(Excerpt):
"""
In order to solve the above problem, as shown in FIG. 2, there is proposed a data transfer method for electrically disconnecting the data transfer path of the master system and backup system, thereby disabling sharing of the data transfer path. In this disk array system, first, the data stored in the master system HDD 53 is copied to the copy system HDD 54. Thereafter, the data transfer path 56 between the HDD 53 and the HDD 54 is disconnected. The controllers 51 and 55 are also disconnected from each other electrically completely. Then, data transfer between the master system and the backup system is individually carried out. In this manner, the controller 55 can read out the data copied to the HDD 54 and backup the readout data in the tape unit 57 without lowering the path performance of data transfer. In the case where the data transfer path 56 is electrically completely disconnected, the HDD 53 and the HDD 54 each serve as ends, so that an FC loop which loops at each of the ends is formed as indicated by the illustrated dashed line.

In the meantime, as shown in FIG. 2, after the data stored in the master system HDD 53 is copied to the copy system HDD 54, and then, the controllers 51 and 55 have been disconnected from each other electrically completely in addition to the data transfer path 56 between the HDD 53 and the HDD 54, in the case where a failure occurs with a master system data transfer path 56a or a copy system data transfer path 56b, the items of data handled between the controllers 51 and 55 do not coincide with each other. Accordingly, the controllers 51 and 55 cannot cooperate with each other, and the original normal data state cannot be restored.

In recent years, there has been developed an HDD having two ports for data transfer paths which can conform with a high speed serial interface standard, like an fiber channel (FC)-HDD. As described previously, however, if two data transfer paths connected to two ports, respectively, are completely disconnected from each other in the master system and backup system, data cannot be shared between the controllers in these systems. Thus, if a failure occurs, a normal original data configuration cannot be restored.
"""
(Challenges):
1. Print the portion of the disk array excerpt between "In the meantime, as" and "state cannot be restored.", inclusive.
2. In the disk array excerpt, in what unit does the controller 55 back up the data it reads out from the HDD 54?

(Supplied information):
"""
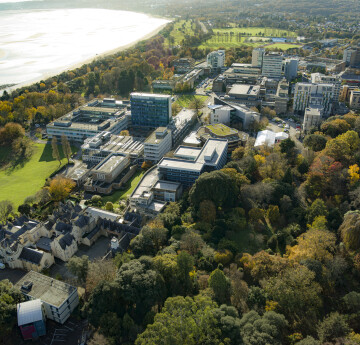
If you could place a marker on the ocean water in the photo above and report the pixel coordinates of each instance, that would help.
(36, 44)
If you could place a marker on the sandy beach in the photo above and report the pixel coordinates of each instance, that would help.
(39, 55)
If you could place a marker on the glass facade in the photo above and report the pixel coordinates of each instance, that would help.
(150, 111)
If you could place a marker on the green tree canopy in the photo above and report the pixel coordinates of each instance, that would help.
(215, 186)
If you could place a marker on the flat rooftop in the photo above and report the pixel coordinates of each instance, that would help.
(149, 95)
(245, 89)
(146, 183)
(209, 154)
(49, 290)
(314, 111)
(187, 152)
(155, 138)
(118, 144)
(221, 130)
(166, 185)
(110, 163)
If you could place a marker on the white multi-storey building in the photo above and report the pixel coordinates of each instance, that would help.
(216, 59)
(257, 57)
(157, 144)
(272, 65)
(319, 78)
(312, 118)
(291, 68)
(316, 95)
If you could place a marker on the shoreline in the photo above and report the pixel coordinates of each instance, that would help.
(71, 67)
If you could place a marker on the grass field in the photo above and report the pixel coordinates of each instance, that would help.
(123, 194)
(26, 179)
(185, 100)
(252, 37)
(283, 46)
(181, 28)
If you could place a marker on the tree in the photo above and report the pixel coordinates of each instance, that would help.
(10, 132)
(140, 285)
(22, 147)
(124, 133)
(6, 208)
(149, 241)
(24, 209)
(183, 321)
(315, 244)
(332, 327)
(287, 145)
(60, 188)
(55, 149)
(207, 211)
(79, 266)
(350, 230)
(9, 297)
(266, 329)
(185, 263)
(317, 209)
(354, 175)
(215, 186)
(297, 295)
(238, 153)
(109, 206)
(197, 104)
(308, 341)
(315, 142)
(220, 285)
(66, 147)
(335, 127)
(274, 167)
(99, 270)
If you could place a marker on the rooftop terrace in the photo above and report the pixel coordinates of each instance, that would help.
(49, 290)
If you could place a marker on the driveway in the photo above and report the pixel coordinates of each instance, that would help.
(14, 275)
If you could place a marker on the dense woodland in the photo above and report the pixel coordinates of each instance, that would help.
(264, 251)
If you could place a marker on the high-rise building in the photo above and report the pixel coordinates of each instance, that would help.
(216, 59)
(351, 56)
(291, 68)
(319, 78)
(314, 95)
(355, 99)
(257, 57)
(272, 65)
(312, 118)
(150, 110)
(157, 144)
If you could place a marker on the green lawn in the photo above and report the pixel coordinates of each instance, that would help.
(123, 194)
(181, 28)
(283, 46)
(185, 100)
(27, 178)
(252, 37)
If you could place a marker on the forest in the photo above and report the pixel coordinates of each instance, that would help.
(264, 251)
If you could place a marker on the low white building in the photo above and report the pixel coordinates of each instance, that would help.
(216, 59)
(269, 138)
(312, 118)
(157, 144)
(59, 299)
(221, 114)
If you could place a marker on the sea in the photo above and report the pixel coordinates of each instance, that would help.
(39, 41)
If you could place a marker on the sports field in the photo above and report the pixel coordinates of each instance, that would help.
(27, 178)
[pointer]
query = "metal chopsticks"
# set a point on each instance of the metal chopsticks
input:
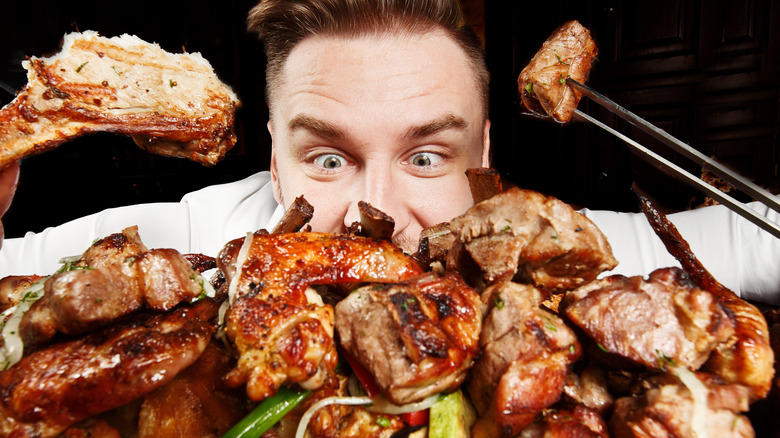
(746, 186)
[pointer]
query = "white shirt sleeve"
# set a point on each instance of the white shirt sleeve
(739, 254)
(203, 222)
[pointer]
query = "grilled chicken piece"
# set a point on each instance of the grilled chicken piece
(283, 334)
(576, 422)
(417, 337)
(526, 353)
(568, 52)
(524, 235)
(196, 403)
(171, 104)
(81, 300)
(64, 383)
(650, 322)
(665, 407)
(747, 356)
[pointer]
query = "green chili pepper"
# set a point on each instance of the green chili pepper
(266, 414)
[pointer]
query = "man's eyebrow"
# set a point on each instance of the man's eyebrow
(317, 126)
(448, 121)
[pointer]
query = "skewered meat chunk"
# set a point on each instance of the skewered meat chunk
(417, 337)
(115, 281)
(568, 52)
(171, 104)
(747, 356)
(526, 353)
(63, 383)
(648, 322)
(540, 240)
(283, 334)
(665, 407)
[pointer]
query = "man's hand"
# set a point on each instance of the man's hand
(8, 179)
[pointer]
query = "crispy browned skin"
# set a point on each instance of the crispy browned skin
(747, 356)
(417, 337)
(526, 354)
(281, 336)
(57, 386)
(171, 104)
(568, 52)
(539, 239)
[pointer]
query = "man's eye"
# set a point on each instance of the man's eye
(329, 161)
(424, 159)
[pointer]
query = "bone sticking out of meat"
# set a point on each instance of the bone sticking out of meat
"""
(Task answers):
1.
In the meantime, as shown in FIG. 2, after the data stored in the master system HDD 53 is copied to the copy system HDD 54, and then, the controllers 51 and 55 have been disconnected from each other electrically completely in addition to the data transfer path 56 between the HDD 53 and the HDD 54, in the case where a failure occurs with a master system data transfer path 56a or a copy system data transfer path 56b, the items of data handled between the controllers 51 and 55 do not coincide with each other. Accordingly, the controllers 51 and 55 cannot cooperate with each other, and the original normal data state cannot be restored.

2. The tape unit 57.